**TASK LIST:**
**1)** From the turbine forum post, return the passage from "7) When was" up to and including "you did this?", copied word for word.
**2)** In the turbine forum post, how large must grid frequency excursions be to count as the small ones the writer mentions?
**3)** List every type of scheduled maintenance outage named in the turbine forum post.

** Start of PAGE EXCERPT **

Click on 'Post New Thread' and you can create a new thread with your question. MANY people get hung up on the choice of a sub-forum to post their question in--DON'T worry about it. Very few people actually look in specific forums for specific topics and just use the 'Search' feature at the top of the Forums view to search ALL forums for their keywords or terms. And, the moderators don't enforce where any question is posted. So, if you could post in 'Power Generation' that would be great, but no matter where you post others will be able to see your questions and provide responses.

BEFORE you create your new thread, I want you to include the answers to these questions, please, so I don't have to type them again for you to answer them. (And, remember: The more information you provide in your original post the better the quality of the initial responses you will get....)

1) What alarms were annunciated when the machine transferred from Premix Steady State to Lean-Lean mode (if any)?

2) What alarms were present before the machine transferred combustion modes?

(PLEASE try and include this information if nothing else!)

3) What turbine control system is in use on the machine?

4) Was Base Load selected and active when this happened, or was Pre-Select Load being used?

5) Was the frequency of the system the machine was synchronized to stable at the time of the transfer or was it oscillating (meaning the load of the machine and the machine speed was also fluctuating)? (I presume the machine is synchronized to a grid or power system with other machines, if not, please describe the condition the machine was/is operating in--Part Load, Droop Speed Control, External Load Control, Pre-Selected Load Control, Base Load, etc.)

6) Are the exhaust temperature spreads higher than normal (and what are TTXSP1 and TTXSP1 and TTXSPL; again, I presume you are using a GE Mark* turbine control system)?

7) When was the last time the DLN system was tuned, and what was the ambient temperature (approximately) when it was being tuned?

8) Was the gas fuel supply pressure stable and at or near normal when the combustion mode transfer occurred, or was the gas fuel pressure low and/or the pressure was fluctuating, and if it was fluctuating, how much was it fluctuating?

9) Does the machine have any type of inlet air cooling (for example, evaporative cooling, or???), and was it working (and working properly) at the time?

10) How long since the last schedule maintenance outage, and which outage was it (Combustion Inspection; Hot Gas Path Inspection; Major Inspection)?

I presume you have already tried lowering load to get into Lean-Lean Positive status and then increasing the load again to attempt to transfer into Premix Steady State. Have you? What happened when you did this?

The MORE information you can provide, even if you think the questions aren't relevant, the better the quality of the response(s) will be. 45 deg C is a pretty high ambient temperature and I'm not sure how well DLN-I combustion systems will perform--and remain in Premix Steady State reliably--without tuning the DLN-I system at such an elevated temperature. Some of the answers to the above question may be helpful in formulating future responses. If the grid was experiencing frequency excursions, even small ones (plus-or-minus 0.2 Hz or more) AND the machine was operating with BASE LOAD selected and active it might be difficult to maintain combustion stability. Same with gas fuel supply pressure--if it wasn't stable that can cause unexpected combustion mode transfers. If the machine was last tuned at a temperature much closer to the turbine nameplate rating (above or below) and it's been stable until now that could also be part of the problem. If it's been a long time since the tune, and the gas valves have been "calibrated" that could introduce some error into the actual fuel flows and cause combustion instability.

** End of PAGE EXCERPT **
** Start of SOURCE DATA **

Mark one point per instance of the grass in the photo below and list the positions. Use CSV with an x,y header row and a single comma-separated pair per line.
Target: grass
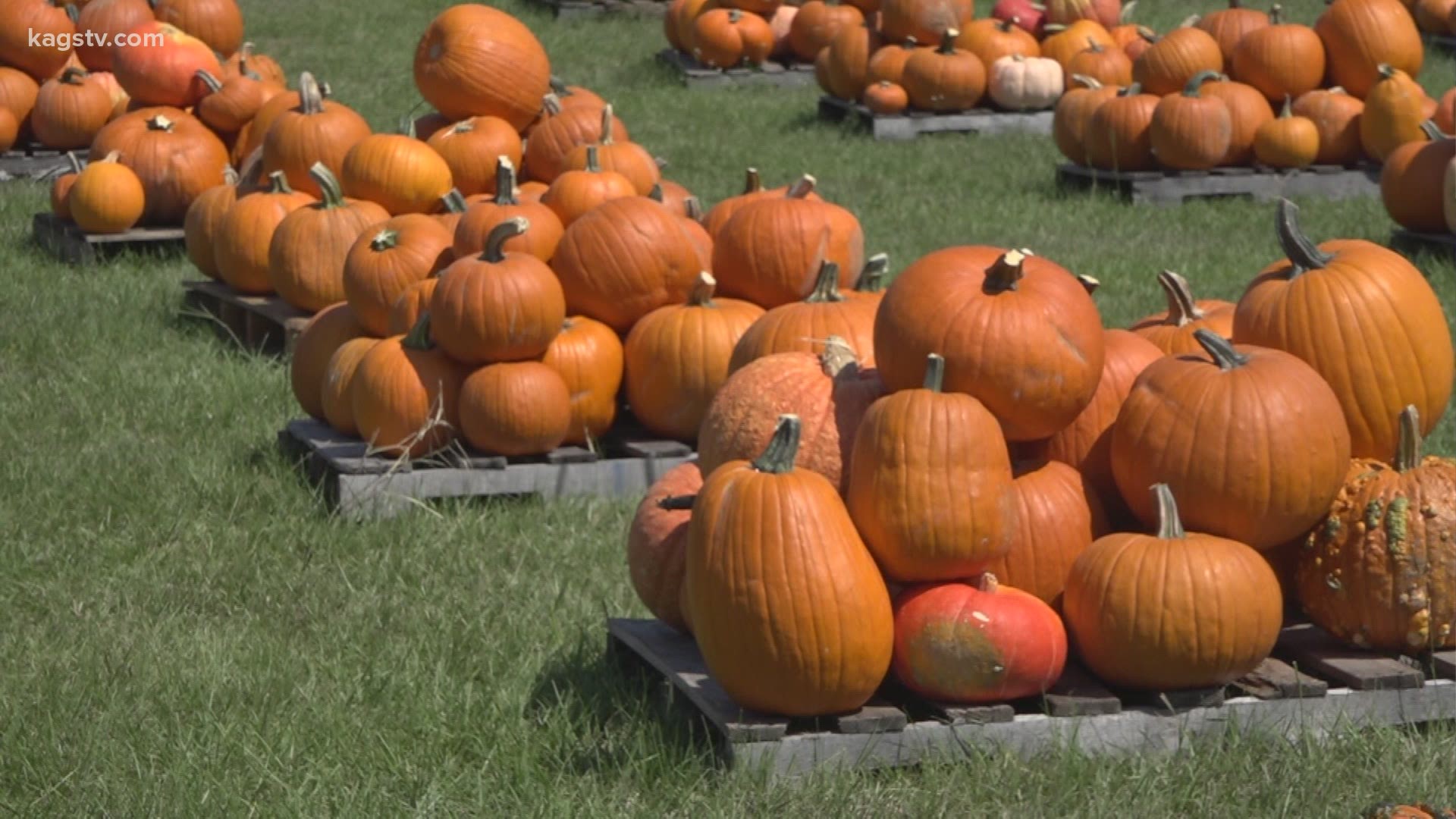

** End of SOURCE DATA **

**THE ANSWERS:**
**1)**
7) When was the last time the DLN system was tuned, and what was the ambient temperature (approximately) when it was being tuned?

8) Was the gas fuel supply pressure stable and at or near normal when the combustion mode transfer occurred, or was the gas fuel pressure low and/or the pressure was fluctuating, and if it was fluctuating, how much was it fluctuating?

9) Does the machine have any type of inlet air cooling (for example, evaporative cooling, or???), and was it working (and working properly) at the time?

10) How long since the last schedule maintenance outage, and which outage was it (Combustion Inspection; Hot Gas Path Inspection; Major Inspection)?

I presume you have already tried lowering load to get into Lean-Lean Positive status and then increasing the load again to attempt to transfer into Premix Steady State. Have you? What happened when you did this?

**2)** Plus-or-minus 0.2 Hz or more.

**3)**
Combustion Inspection
Hot Gas Path Inspection
Major Inspection